Dans le texte fourni ci-dessous, recopiez fidèlement le passage commençant par « Des villes et » et se poursuivant jusqu'à « question de standing. ».

### Texte fourni
# # # # # # #

13.7.15

Des villes et des poètes II

         DES ATOMES SUSPENDUS ENTRE QUELQUES NÉBULEUSES II :



         Une fois n’est pas coutume, je vais étaler sur la place publique mes divergences avec mes bons copains anarcho-monarchistes de l’excellente revue littéraire Livr’Arbitres. Oui, ça nous arrive, les divergences, quand ils deviennent plus monarchos, par exemple et que votre serviteur, entraîné par le mouvement inverse, plus Gracchus Babeuf que Montloye St-Denis, se met à râler comme tout « compagnon de route » doit le faire de temps en temps, c’est une question de standing.
         Pensant me réduire au silence sur sa dernière livraison (printemps 2015) grâce à une très bonne chronique de la réédition de Fasciste, sous la plume alerte de Xavier Eman, la rédaction a préparé un dossier de Roux sans m’avertir, sous le fallacieux prétexte que j’ai parfois laissé percer ma lassitude des dossiers « hussards » succédant aux dossiers « para-hussards » et aux dossiers « néo-hussards ».

# # # # # # #

### Données fournies
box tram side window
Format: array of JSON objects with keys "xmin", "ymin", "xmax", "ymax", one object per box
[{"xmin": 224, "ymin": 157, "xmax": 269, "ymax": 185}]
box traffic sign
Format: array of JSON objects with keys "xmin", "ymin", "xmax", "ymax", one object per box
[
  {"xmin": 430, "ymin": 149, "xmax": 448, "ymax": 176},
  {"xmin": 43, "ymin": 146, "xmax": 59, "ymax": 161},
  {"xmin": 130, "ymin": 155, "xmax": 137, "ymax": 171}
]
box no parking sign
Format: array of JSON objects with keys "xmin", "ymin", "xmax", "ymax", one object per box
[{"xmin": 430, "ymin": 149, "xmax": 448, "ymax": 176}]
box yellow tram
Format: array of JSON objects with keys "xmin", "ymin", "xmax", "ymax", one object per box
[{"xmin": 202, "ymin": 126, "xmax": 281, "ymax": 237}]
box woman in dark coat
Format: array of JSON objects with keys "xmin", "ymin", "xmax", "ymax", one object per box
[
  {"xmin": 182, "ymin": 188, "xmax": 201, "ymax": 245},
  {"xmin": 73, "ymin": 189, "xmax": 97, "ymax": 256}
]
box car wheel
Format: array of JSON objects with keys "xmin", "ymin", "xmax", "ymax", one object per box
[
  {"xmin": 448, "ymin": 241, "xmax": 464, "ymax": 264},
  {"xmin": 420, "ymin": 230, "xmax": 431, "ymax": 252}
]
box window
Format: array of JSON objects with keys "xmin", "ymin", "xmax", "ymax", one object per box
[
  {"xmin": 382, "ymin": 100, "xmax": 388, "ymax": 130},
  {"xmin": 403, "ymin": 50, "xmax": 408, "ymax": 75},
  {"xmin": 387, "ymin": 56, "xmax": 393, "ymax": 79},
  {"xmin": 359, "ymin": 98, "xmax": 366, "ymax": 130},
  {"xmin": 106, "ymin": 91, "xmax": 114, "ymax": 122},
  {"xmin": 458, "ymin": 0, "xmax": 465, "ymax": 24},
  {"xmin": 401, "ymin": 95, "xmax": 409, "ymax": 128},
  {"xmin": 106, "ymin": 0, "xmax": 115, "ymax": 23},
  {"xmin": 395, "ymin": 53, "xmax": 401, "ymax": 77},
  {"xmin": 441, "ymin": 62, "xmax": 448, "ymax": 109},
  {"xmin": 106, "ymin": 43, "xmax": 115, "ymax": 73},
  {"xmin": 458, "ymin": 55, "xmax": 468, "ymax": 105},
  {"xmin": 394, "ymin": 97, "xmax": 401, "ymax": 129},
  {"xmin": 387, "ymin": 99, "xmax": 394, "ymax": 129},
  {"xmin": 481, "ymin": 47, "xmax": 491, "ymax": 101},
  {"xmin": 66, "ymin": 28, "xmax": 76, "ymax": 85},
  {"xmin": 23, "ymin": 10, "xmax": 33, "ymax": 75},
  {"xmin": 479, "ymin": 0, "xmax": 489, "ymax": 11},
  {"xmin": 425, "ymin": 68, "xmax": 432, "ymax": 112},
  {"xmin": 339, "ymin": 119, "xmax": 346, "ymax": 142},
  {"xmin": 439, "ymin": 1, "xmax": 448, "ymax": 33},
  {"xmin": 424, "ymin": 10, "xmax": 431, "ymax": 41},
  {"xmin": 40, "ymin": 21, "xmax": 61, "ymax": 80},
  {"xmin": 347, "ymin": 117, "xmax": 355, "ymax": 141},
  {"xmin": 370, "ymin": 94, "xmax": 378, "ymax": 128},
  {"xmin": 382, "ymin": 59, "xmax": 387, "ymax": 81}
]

# # # # # # #

### Réponse
Des villes et des poètes II

         DES ATOMES SUSPENDUS ENTRE QUELQUES NÉBULEUSES II :



         Une fois n’est pas coutume, je vais étaler sur la place publique mes divergences avec mes bons copains anarcho-monarchistes de l’excellente revue littéraire Livr’Arbitres. Oui, ça nous arrive, les divergences, quand ils deviennent plus monarchos, par exemple et que votre serviteur, entraîné par le mouvement inverse, plus Gracchus Babeuf que Montloye St-Denis, se met à râler comme tout « compagnon de route » doit le faire de temps en temps, c’est une question de standing.